— start of Listing —

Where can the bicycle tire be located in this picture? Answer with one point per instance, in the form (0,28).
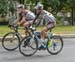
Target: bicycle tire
(5,37)
(26,40)
(61,45)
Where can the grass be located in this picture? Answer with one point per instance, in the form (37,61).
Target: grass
(59,29)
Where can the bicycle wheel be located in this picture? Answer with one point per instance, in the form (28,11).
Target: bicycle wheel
(10,41)
(28,46)
(55,45)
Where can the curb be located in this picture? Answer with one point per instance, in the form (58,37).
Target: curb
(62,35)
(66,35)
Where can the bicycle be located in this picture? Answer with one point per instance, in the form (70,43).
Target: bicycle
(30,45)
(11,40)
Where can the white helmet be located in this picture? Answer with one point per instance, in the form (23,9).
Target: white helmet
(20,6)
(39,6)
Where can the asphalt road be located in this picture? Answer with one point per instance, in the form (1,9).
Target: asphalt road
(66,55)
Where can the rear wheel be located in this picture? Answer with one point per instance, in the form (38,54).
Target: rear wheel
(10,41)
(28,46)
(55,45)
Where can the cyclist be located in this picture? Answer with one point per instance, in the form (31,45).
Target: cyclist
(25,17)
(48,17)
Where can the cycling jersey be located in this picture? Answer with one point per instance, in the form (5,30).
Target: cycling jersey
(48,17)
(29,16)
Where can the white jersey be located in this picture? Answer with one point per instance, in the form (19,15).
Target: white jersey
(48,17)
(30,16)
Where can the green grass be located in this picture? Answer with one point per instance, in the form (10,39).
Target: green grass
(59,29)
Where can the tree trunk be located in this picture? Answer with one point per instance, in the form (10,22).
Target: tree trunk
(72,15)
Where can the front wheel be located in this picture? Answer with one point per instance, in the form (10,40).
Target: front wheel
(28,46)
(10,41)
(55,45)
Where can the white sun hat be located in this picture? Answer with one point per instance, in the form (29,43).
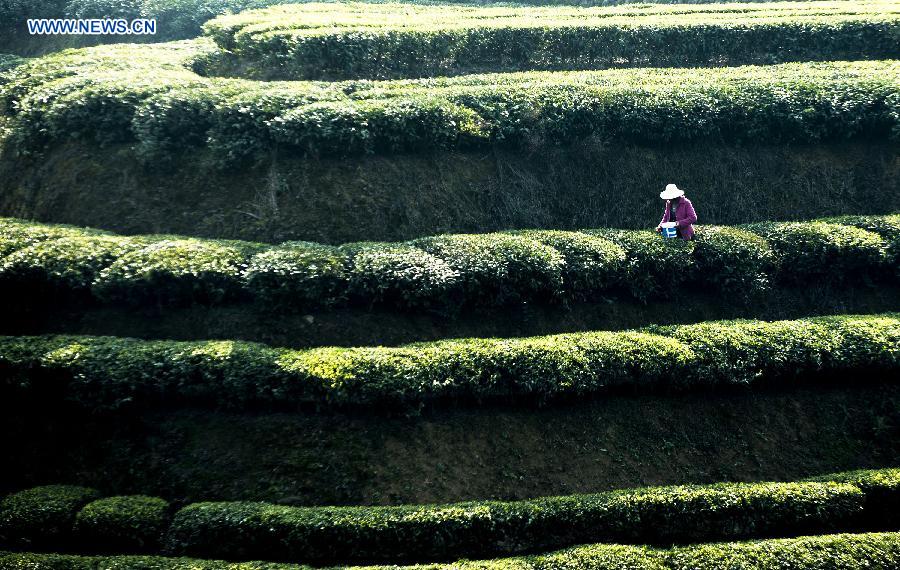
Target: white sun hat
(671,192)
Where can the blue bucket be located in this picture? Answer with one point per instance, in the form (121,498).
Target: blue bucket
(669,230)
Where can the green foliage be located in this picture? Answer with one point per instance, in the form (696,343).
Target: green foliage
(887,227)
(150,96)
(298,275)
(61,266)
(42,516)
(499,268)
(732,260)
(105,372)
(34,561)
(592,263)
(819,250)
(123,524)
(128,9)
(872,551)
(655,267)
(842,551)
(882,489)
(386,40)
(45,263)
(177,271)
(8,61)
(656,515)
(400,275)
(19,234)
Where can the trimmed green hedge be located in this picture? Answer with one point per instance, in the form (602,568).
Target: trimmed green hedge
(661,516)
(42,517)
(36,561)
(123,524)
(108,372)
(499,268)
(657,515)
(40,262)
(872,551)
(882,489)
(149,96)
(382,41)
(180,271)
(820,250)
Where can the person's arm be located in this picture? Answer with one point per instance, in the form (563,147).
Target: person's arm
(665,215)
(691,214)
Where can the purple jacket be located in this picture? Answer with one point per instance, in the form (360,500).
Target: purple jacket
(684,215)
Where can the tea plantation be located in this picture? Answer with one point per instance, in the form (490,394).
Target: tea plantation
(299,285)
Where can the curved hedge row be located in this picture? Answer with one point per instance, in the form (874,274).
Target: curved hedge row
(109,372)
(871,551)
(40,262)
(151,97)
(361,40)
(662,515)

— end of Listing —

* Task brief *
Any pictures should be dropped; transcribe the rest of the records above exactly.

* Exercise answer *
Where can the bicycle tire be located in this picture? Answer with one point per instance, in the form (0,28).
Target: bicycle tire
(5,37)
(26,40)
(61,45)
Where can the grass be located in this picture? Answer with one point per instance, in the form (37,61).
Target: grass
(59,29)
Where can the bicycle wheel be located in this picture? Answer with one point per instance, in the form (28,11).
Target: bicycle wheel
(10,41)
(28,46)
(55,45)
Where can the curb be located in this picture? Answer with one point per instance, in the form (58,37).
Target: curb
(62,35)
(66,35)
Where can the bicycle be located in this picture? Answer with one point per instance, in the form (70,43).
Target: bicycle
(30,45)
(11,40)
Where can the white helmet be located in this picture? Answer with one point per instance, in the form (23,9).
Target: white helmet
(20,6)
(39,6)
Where can the asphalt road be located in this picture? Answer with one point per instance, in the form (1,9).
Target: asphalt road
(66,55)
Where can the rear wheel be located in this picture? Answer with one point per instance, in the form (38,54).
Target: rear wheel
(10,41)
(28,46)
(55,45)
Where can the cyclist be located in this picture? Answer with one point per instance, in the form (31,45).
Target: cyclist
(25,17)
(48,17)
Where can the cycling jersey be located in this picture? Answer with one point per instance, in the form (5,30).
Target: cycling jersey
(48,17)
(29,16)
Where can the white jersey be located in this picture? Answer with one point per instance, in the form (19,15).
Target: white jersey
(48,17)
(30,16)
Where can the green grass be located in this picture? Answer with one point per instance, in the form (10,39).
Target: green grass
(59,29)
Where can the tree trunk be located in this picture? Answer with one point per instance, in the form (10,22).
Target: tree trunk
(72,15)
Where can the front wheel be located in this picture? Answer with one point per instance, in the form (10,40).
Target: front wheel
(28,46)
(10,41)
(55,45)
Where can the white sun hat be located in this picture? Answer with one point per instance, in the form (29,43).
Target: white sun hat
(671,192)
Where can the blue bucket be located in this picture? Answer with one point per instance, in the form (121,498).
Target: blue bucket
(669,230)
Where can the green foliage be located in this picture? Answer with one point per instance, in the form (696,343).
Target: green foliage
(887,227)
(150,96)
(298,275)
(61,266)
(42,516)
(499,268)
(732,260)
(105,372)
(34,561)
(592,263)
(819,250)
(123,524)
(128,9)
(872,551)
(655,267)
(842,551)
(882,489)
(386,40)
(45,263)
(177,271)
(8,61)
(656,515)
(400,275)
(19,234)
Where can the trimmed green hedge be located in this picture? Answer with one point per instance, in the form (602,568).
Target: trimmed green hedge
(661,516)
(42,517)
(36,561)
(123,524)
(108,372)
(499,268)
(657,515)
(40,262)
(872,551)
(882,489)
(149,96)
(382,41)
(180,271)
(820,250)
Where can the person's arm be located in this picture? Answer with one point per instance, in the form (563,147).
Target: person's arm
(665,215)
(691,214)
Where can the purple jacket be located in this picture? Answer with one point per instance, in the form (360,500).
Target: purple jacket
(684,215)
Where can the tea plantation be located in this picture? Answer with one point per instance, in the form (490,394).
Target: tea plantation
(299,285)
Where can the curved hedge row be located in this picture? Answer with one point per instance, in the form (874,274).
Target: curved hedge row
(109,372)
(871,551)
(40,262)
(151,97)
(361,40)
(662,515)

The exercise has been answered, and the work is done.